Your goal = Reproduce the honeybee methylation passage word for word, from "However, these differences" to "that in foragers.".

Passage provided =
::::::::

Honeybees in a hive have different fixed roles, or castes, even though their DNA sequence is often identical. What then decides these differing roles and are there any epigenetic changes that parallel these differences? On page 1371, Herb and colleagues provide some answers to these questions.

It is already known that a deciding factor for the role assigned to a honeybee is its care early in life: female larvae that are fed more royal jelly (a protein-rich secretion from glands in worker bees' heads) grow into queen bees, whereas larvae destined to be worker bees only get limited amounts of this secretion. Queen bees are in charge of laying eggs, whereas worker bees take on differing roles at different ages, ranging from cleaning cells to carrying water.

Such differences in phenotype on the basis of early-life care are suggestive of an epigenetic influence. Accordingly, the authors used whole-genome bisulfite sequencing and high-throughput methylation analysis to look at differences in DNA methylation between sister bees.

Herb and colleagues found no DNA methylation differences between newly emerging worker and queen bees, but did uncover differences between two worker subcastes: nurse bees, which feed other bees, and foragers, which travel outside of the hive to collect food. Although the queen bee's behavior is fixed, and it cannot switch to being a worker, the roles of these worker subcastes are not fixed, and nurse bees can switch to foraging later in life. The transition from nurse to forager bee showed a relationship to DNA methylation, and the authors found over 150 methylated regions that were different in nurses and foragers.

However, these differences could just be linked to the change from nurse to forager bee, rather than reflecting the differences in behavior between these subcastes. To exclude this possibility, the authors tricked some foragers into reverting back to their nurse roles. This behavioral 'U turn' resulted in DNA methylation patterns that were also mostly reverting, showing a pattern more like that seen in nurse bees than that in foragers.

Credit: Brian Herb and Christofer Bang

These findings suggest that there is a close link between the pattern of DNA methylation and the role of worker bees. More broadly, these results underline that it is not just the DNA sequence that decides how genes modulate behavior and that epigenetic modulation can be a powerful effector of behavioral patterns.

::::::::

Supplied data =
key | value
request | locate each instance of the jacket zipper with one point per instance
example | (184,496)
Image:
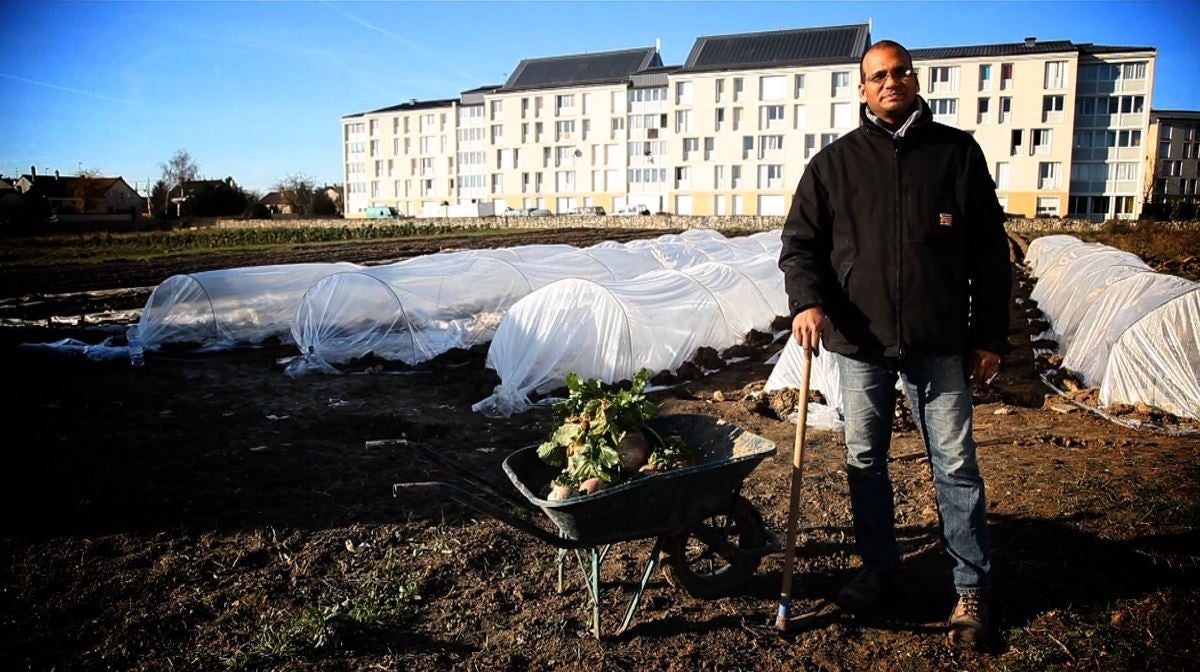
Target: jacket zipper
(899,229)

::::::::

Solution to the exercise =
However, these differences could just be linked to the change from nurse to forager bee, rather than reflecting the differences in behavior between these subcastes. To exclude this possibility, the authors tricked some foragers into reverting back to their nurse roles. This behavioral 'U turn' resulted in DNA methylation patterns that were also mostly reverting, showing a pattern more like that seen in nurse bees than that in foragers.